> [TASKS AND EXERCISES]
a: According to the passage on 401(k) required distributions, what number does the IRS life expectancy table's denominator start at for a 73-year-old?
b: Decide whether each statement agrees with the passage on 401(k) required distributions. Give yes or no for each, quoting the words that decide it. (i) Money put into a traditional 401(k) goes in before tax. (ii) At 93, the required withdrawal is about $3,774 for every $100,000 in the account. (iii) Required withdrawals are taxed as capital gains.
c: From the passage on 401(k) required distributions, copy out the part that opens with the words containing "Required Minimum Distributions" and closes with "patience runs out.".

> [TEXT SEGMENT]
════════════════

What nobody tells you about saving too much in a 401(k)
Here's a scenario nobody prepares you for.
You spend thirty years doing everything right. Contributing to your 401(k). Not touching it. Watching it grow. Reinvesting dividends. Staying the course through every market cycle.
Then you turn 73 — and the government tells you to start taking money out. Not because you need it. Not because you want it. Because they require it.

Required Minimum Distributions — RMDs — are the IRS's way of collecting the taxes you deferred for decades. Every dollar you put into a traditional 401(k) was pre-tax. The government was patient. But at 73, their patience runs out.
Starting that year, you must withdraw a minimum amount annually — calculated by dividing your account balance by an IRS life expectancy table. At 73, the denominator starts at 26.5 — roughly $3,774 for every $100,000 in your account. By 93, that number jumps to $9,901 per $100,000. The older you get, the larger the mandatory withdrawal.
And every dollar counts as ordinary income.

════════════════

> [EXTRACTED DATA]
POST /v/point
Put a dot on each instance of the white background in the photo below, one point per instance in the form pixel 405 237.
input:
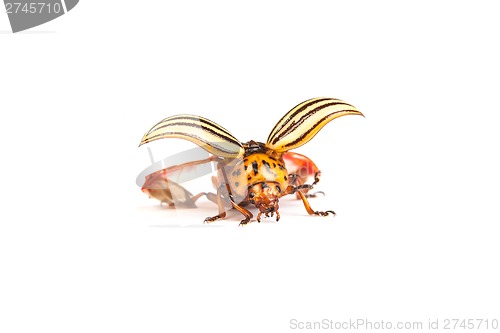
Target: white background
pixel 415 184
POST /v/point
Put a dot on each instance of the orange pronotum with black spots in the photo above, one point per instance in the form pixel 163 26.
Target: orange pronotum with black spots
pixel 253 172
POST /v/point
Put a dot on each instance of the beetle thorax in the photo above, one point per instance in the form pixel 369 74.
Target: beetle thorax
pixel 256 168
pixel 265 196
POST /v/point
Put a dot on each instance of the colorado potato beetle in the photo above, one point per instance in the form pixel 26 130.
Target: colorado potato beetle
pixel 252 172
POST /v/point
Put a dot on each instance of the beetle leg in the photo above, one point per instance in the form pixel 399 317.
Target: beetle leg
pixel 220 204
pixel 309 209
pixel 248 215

════════════════

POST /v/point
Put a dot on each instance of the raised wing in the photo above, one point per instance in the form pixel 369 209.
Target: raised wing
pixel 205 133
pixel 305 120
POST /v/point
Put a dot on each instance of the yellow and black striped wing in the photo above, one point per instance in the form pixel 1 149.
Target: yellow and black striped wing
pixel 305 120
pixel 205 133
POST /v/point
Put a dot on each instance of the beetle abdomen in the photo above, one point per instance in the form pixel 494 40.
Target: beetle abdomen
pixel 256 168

════════════════

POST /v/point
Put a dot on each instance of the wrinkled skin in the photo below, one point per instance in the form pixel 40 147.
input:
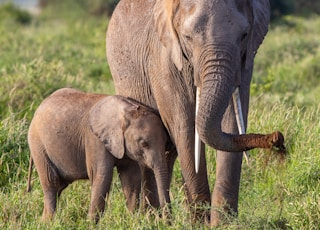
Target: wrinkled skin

════════════════

> [SOLUTIONS FOR EACH TASK]
a: 26.5

b:
(i) Yes: "Every dollar you put into a traditional 401(k) was pre-tax."
(ii) No: "By 93, that number jumps to $9,901 per $100,000."
(iii) No: "And every dollar counts as ordinary income."

c:
Required Minimum Distributions — RMDs — are the IRS's way of collecting the taxes you deferred for decades. Every dollar you put into a traditional 401(k) was pre-tax. The government was patient. But at 73, their patience runs out.